**PASSAGE SHOWN**
▼▼▼
I cried at the slightest provocation and sometimes with no provocation at all. I was falling into a black hole, and felt powerless to stop my descent.

My life had fallen apart and there was no repairing it. Everywhere I turned, things were hard.

This was one of the lowest points in my life. I was struggling to believe that God was good. That He loved me. That my situation would ever change.

I felt desperate.

My friends tried to help me as best they could. Bringing me food, praying with me, encouraging me to press on.

But despite their best efforts, I felt overwhelmed. Discouraged. Hopeless. No one could fully understand my pain.

No one can ever truly know another’s sorrow. Our sorrow is unique to us. And each of us must walk our path alone.

I was talking with some friends about how I was feeling. I didn’t really want to talk, but I knew that talking to friends was important. Especially when I wanted to pull away.

Soon after we started, I couldn’t speak anymore. I just sat there, crying.

After a long silence, one friend spoke. I will never forget her words.

“When I think of you and pray for you, I keep seeing this image. It’s of the disciples, and Jesus’ mother Mary, weeping at the foot of the cross. They are huddled together, trying to comfort each other. Trying to make sense of what has happened. But it just doesn’t make sense.

The sky is black and all hope looks lost. Their dreams have died. It seems that nothing good will ever come from this.

To them, this day, Good Friday, is the darkest day they’ve ever known.

But the one thing that they do not know is … Easter is coming.”

Easter is coming.

I could scarcely take in the words.

As she was finished speaking, I was filled with an indescribable peace.

Of course. Easter is coming.

I stopped crying.
▲▲▲
**DATA LINES**
▼▼▼
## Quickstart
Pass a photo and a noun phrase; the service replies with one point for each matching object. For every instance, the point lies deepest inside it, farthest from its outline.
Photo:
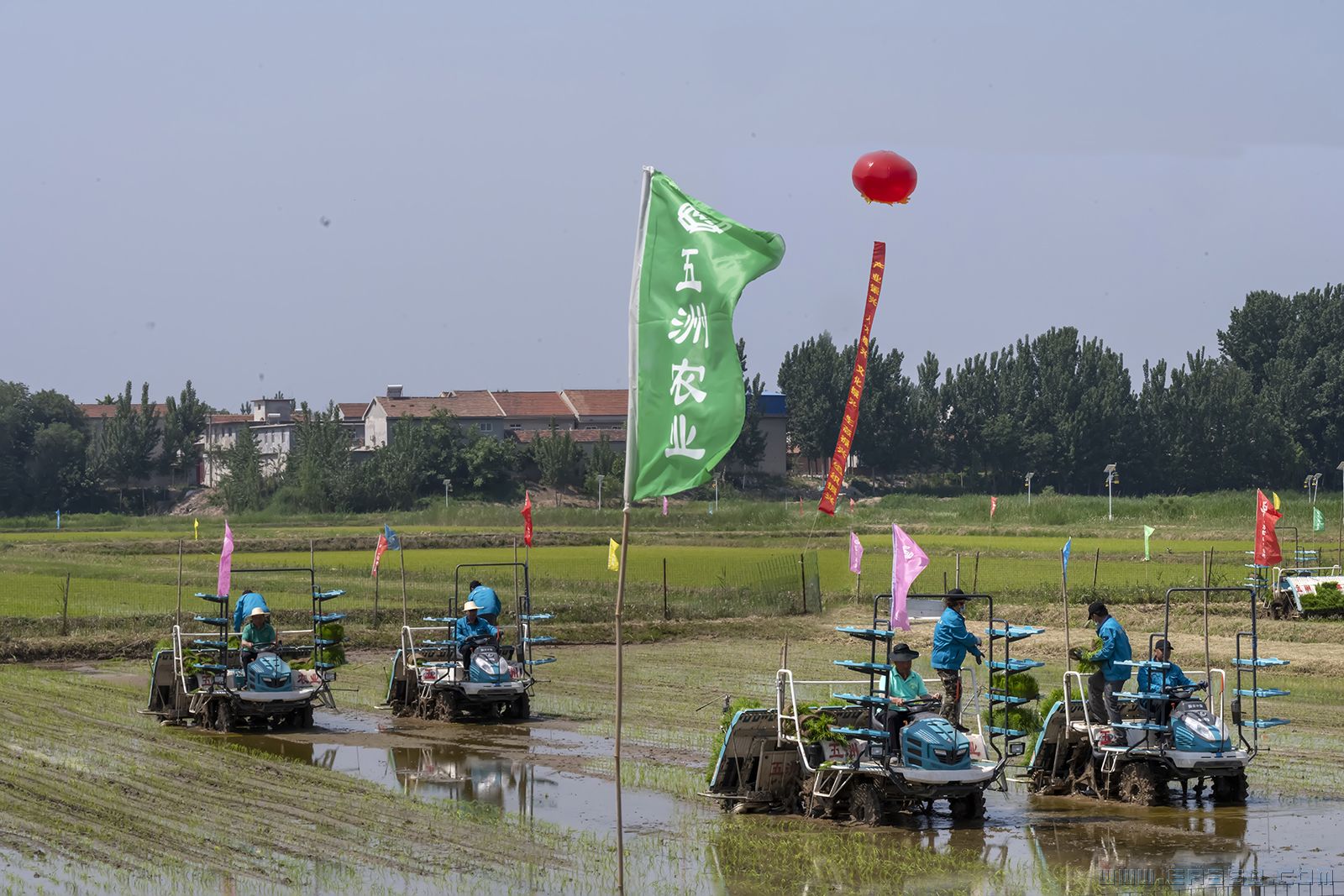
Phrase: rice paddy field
▲▲▲
**REQUIRED ACTIONS**
**1.** Answer each question from the passage on grief and Easter.
(a) What did the narrator's friends bring?
(b) Who are the people weeping at the foot of the cross in the image the friend describes?
(c) What was the narrator filled with as the friend finished speaking?
**2.** Carry the passage on grief and Easter forward from its last sentence.
The data shown has no role in this exercise.

**RESPONSES IN ORDER**
**1.**
(a) Food.
(b) The disciples and Jesus' mother Mary.
(c) An indescribable peace.

**2.**
Her picture was arresting. As I imagined how the disciples and Mary must have felt, I felt a bond with them. They knew what it was like to feel desperate. Dreams shattered. Life ruined. Plans destroyed.

At that point they could only see part of the picture. The part they were living at the time. That’s all they had.

That’s all I could see. The raw circumstances that surrounded me. The endless dark.

I couldn’t see how God could bring anything good out of my situation. But as I let her words wash over me, I realized that my story wasn’t over yet. The end wasn’t written. God was not finished.

God does miraculous things. Even when all hope seems lost.

My friend’s words brought me inexpressible comfort, both then and now. I’ve clung to those words, that picture, for years.

That picture was God’s gift to me. To put my life in perspective. To show me I wasn’t alone. To give me hope.

I realized that my suffering was temporary; one day it would be over. My suffering had meaning; it would not be wasted. My suffering could glorify God; it would ultimately be good.

My life doesn’t feel like it did that day, and God has given me untold joy even in difficult circumstances. I am reminded of Josh Wilson’s song, “Before the Morning,” where he says:

Do you wonder why you have to Feel the things that hurt you If there's a God who loves you Where is He now?

Maybe there are things you can't see And all those things are happening To bring a better ending Someday, somehow you'll see, you'll see

Would you dare, would you dare, to believe That you still have a reason to sing Cause the pain that you've been feeling It can't compare to the joy that's coming So hold on, you gotta wait for the light Press on and just fight the good fight Cause the pain that you've been feeling It's just the dark before the morning

The lyrics remind me that we have no idea what God is doing with the struggles in our lives. It may be that the pain we’re feeling right now is just the dark before the morning.

I don’t know where you are in your life this Good Friday.

But I want to rejoice with you in this:

Easter is coming!

Hallelujah!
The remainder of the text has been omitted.